Affiche door Privat Livemont van de Internationale Tentoonstelling van Brussel 1897 – Musea van de Stad Brussel
Huis van Eetvelde – Ch. Bastin & J Evrard © urban.brussels
Huis van Eetvelde - detail van een meubel – Ch. Bastin & J Evrard © urban.brussels
Huis van Eetvelde - detail van een meubel – Ch. Bastin & J Evrard © urban.brussels
Bureau door Victor Horta voor hotel Solvay – KIK-IRPA_urban.brussels

Brussel, hoofdstad van de art nouveau - In dienst van zijne majesteit


In 1885 werd koning Leopold II, met instemming van de grote westerse mogendheden, de absolute heerser over een kolonie in Centraal-Afrika, die de Congo-Vrijstaat zou worden genoemd totdat deze in 1908 aan België werd afgestaan.

Het doel van de koning en zijn gevolg was niet alleen om de kleine Belgische staat op het niveau van de andere Europese koloniale rijken te brengen en zijn economie te stimuleren, maar ook om te profiteren van de rijkdom van dit onontgonnen maar veelbelovende gebied - wat hij deed zonder enige scrupules of aandacht voor de inheemse bevolking, Afrikaanse fauna en flora.

De eerste jaren waren echter niet zo productief als gehoopt (de handel, afgezien van ivoor, was nog niet erg ontwikkeld), en de vorst moest investeerders en een klantenkring vinden voor de producten van de kolonie. Hij werd daarbij geholpen door Edmond van Eetvelde, administrateur-generaal van Congo-Vrijstaat, van 1885 tot 1901, eerst bij Buitenlandse Zaken, daarna bij Binnenlandse Zaken en bij Financiën (achtereenvolgens en zelfs tegelijkertijd). Hij was onder meer belast met het economisch beleid, met inbegrip van de uitvoer van koloniale goederen zoals ivoor, koper, de zogenaamde "Congohouten" (padouk, witte mahonie, enz.),  wtte en rode kopal, en uiteraard rubber.

Van Eetvelde had de intelligentie om de kunsten in te zetten om deze nieuwe rijkdommen te laten ontdekken. In 1893 nam hij het initiatief om, met het oog op de tentoonstelling in Antwerpen het jaar daarop, een deel van het massaal in België ingevoerde ivoor ter beschikking te stellen van kunstenaars. Het idee, verwelkomd door de kranten van die tijd, was om de kunst van het bewerken van ivoor, zoals beoefend door de Vlaamse en Brabantse meesters van de 17e en 18e eeuw, nieuw leven in te blazen...Of hoe een fictieve relatie gecreërd wordt tussen een ver land en het land dat het uitbuitte. Gerenommeerde kunstenaars, of zij die op het punt stonden dat te worden, reageerden positief op dit initiatief, zoals Julien Dillens, Charles Samuel, Thomas Vinçotte, Isidore De Rudder en Philippe Wolfers, wiens talent zijn stempel zou drukken.
§ §
▶ OPDRACHTEN:
1 - Van welk jaar tot welk jaar was Edmond van Eetvelde volgens de tekst over de art nouveau in Brussel administrateur-generaal van de Congo-Vrijstaat?
2 - Geef bij elke bewering aan of ze overeenkomt met de tekst over de art nouveau in Brussel. Antwoord met ja of nee en citeer de woorden uit de tekst die de doorslag geven.
(a) De Congo-Vrijstaat werd in 1908 aan België afgestaan.
(b) De eerste jaren van de kolonie waren productiever dan gehoopt.
(c) Van Eetvelde stelde in 1893 ivoor ter beschikking van kunstenaars met het oog op een tentoonstelling in Brussel.
3 - Schrijf de tekst over de art nouveau in Brussel verder na de laatste zin.
Het materiaal is afkomstig uit een andere bron.

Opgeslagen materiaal
§ §
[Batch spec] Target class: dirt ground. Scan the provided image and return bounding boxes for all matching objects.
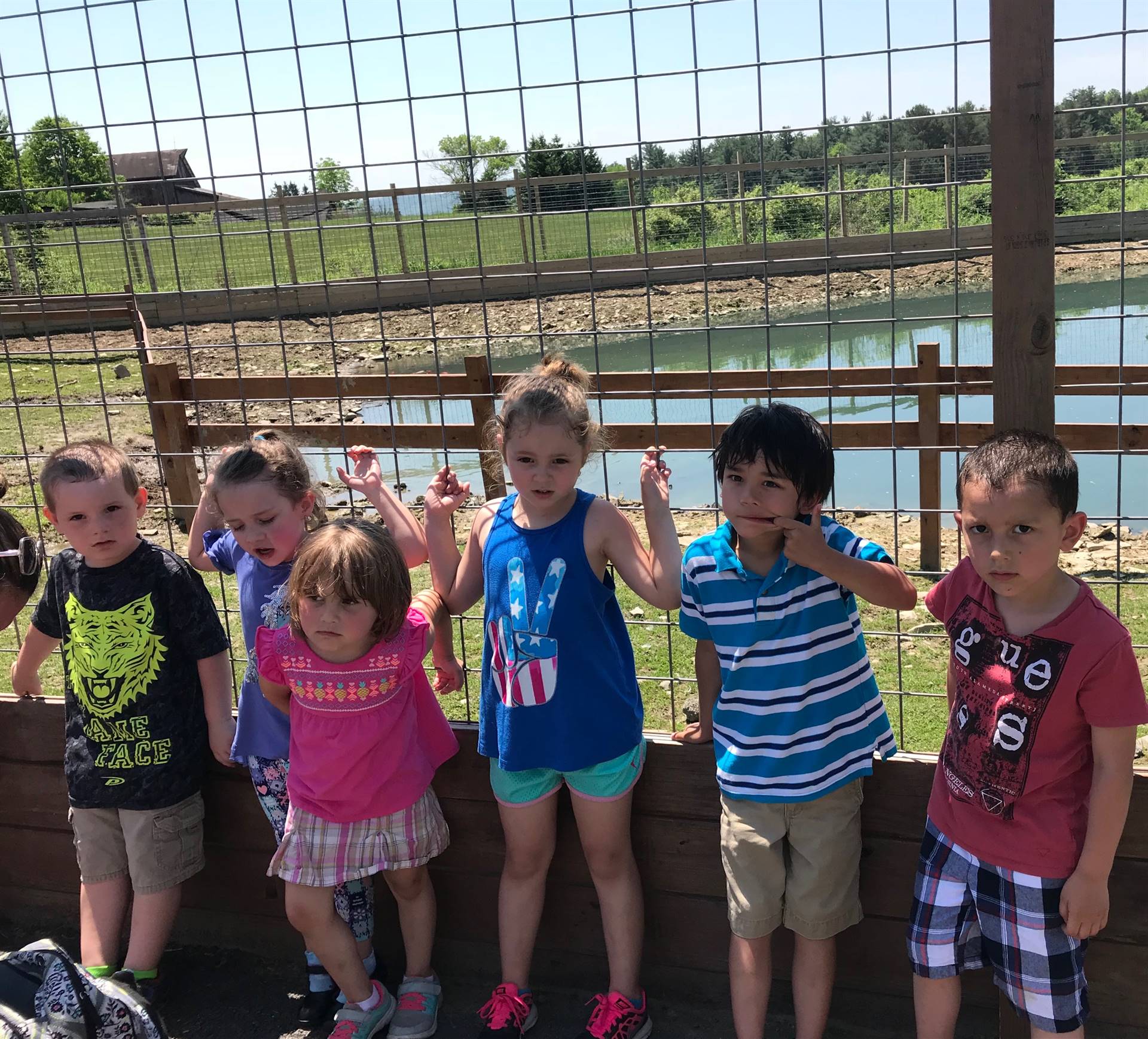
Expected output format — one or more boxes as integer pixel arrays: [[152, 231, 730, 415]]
[[0, 922, 996, 1039]]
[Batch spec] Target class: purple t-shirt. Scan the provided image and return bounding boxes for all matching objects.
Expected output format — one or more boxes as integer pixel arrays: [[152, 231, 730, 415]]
[[203, 530, 291, 761]]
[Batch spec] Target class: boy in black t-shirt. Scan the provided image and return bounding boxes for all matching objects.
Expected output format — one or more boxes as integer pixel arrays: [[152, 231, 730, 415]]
[[11, 440, 236, 989]]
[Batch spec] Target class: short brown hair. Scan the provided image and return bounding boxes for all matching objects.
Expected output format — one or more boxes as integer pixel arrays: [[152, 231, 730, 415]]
[[40, 440, 140, 509], [287, 519, 411, 638], [956, 429, 1080, 519], [211, 429, 327, 527]]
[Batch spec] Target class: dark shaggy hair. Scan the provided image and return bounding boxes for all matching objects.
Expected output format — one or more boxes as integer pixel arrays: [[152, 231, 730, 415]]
[[956, 429, 1080, 519], [714, 404, 833, 504]]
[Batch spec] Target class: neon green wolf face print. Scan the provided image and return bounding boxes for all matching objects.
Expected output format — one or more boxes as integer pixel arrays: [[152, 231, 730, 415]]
[[65, 594, 166, 717]]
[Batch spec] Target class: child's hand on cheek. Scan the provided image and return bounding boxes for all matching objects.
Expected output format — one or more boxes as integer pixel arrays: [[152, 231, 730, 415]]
[[774, 504, 833, 570]]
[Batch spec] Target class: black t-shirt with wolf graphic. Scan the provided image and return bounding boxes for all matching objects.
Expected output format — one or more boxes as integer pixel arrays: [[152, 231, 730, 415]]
[[32, 539, 227, 809]]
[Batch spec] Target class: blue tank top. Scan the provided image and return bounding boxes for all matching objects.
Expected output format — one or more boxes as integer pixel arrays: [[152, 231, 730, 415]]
[[479, 490, 642, 772]]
§ §
▶ RESULTATEN:
1 - Van 1885 tot 1901.

2 -
(a) Ja: "totdat deze in 1908 aan België werd afgestaan"
(b) Nee: "De eerste jaren waren echter niet zo productief als gehoopt"
(c) Nee: "met het oog op de tentoonstelling in Antwerpen het jaar daarop"

3 -
Drie jaar later, ter gelegenheid van de Koloniale Tentoonstelling van 1897, wendde van Eetvelde zich tot art-nouveau-kunstenaars. Een stijl die hij bijzonder waardeerde omdat hij tegelijkertijd Victor Horta belastte met de bouw van zijn herenhuis aan de Palmerstonlaan 4, waarvan het hele interieur een gematerialiseerde etalage van koloniale rijkdommen moest worden om de rijke gasten van de administrateur-generaal te verleiden. De art nouveau, die een breuk met de historische stijlen voorstond en zich liet inspireren door vormen uit de natuur, leek hem bijzonder goed aan te sluiten bij de paternalistische koloniale visie van een terugkeer naar het primitivisme, ver verwijderd van de decadentie van het Westen. Daarom deed hij een beroep op vier kunstenaars, met name Paul Hankar, Gustave Serrurier-Bovy, Henry van de Velde en Georges Hobé, om de koloniale afdeling in Tervuren te ontwerpen, waarin een grote staalkaart van de Congo-producties zou worden gepresenteerd. Opnieuw werd hier een ruimte gewijd aan de chryselefantiene beeldhouwkunst, waarin Philippe Wolfers met al zijn talent zou schitteren.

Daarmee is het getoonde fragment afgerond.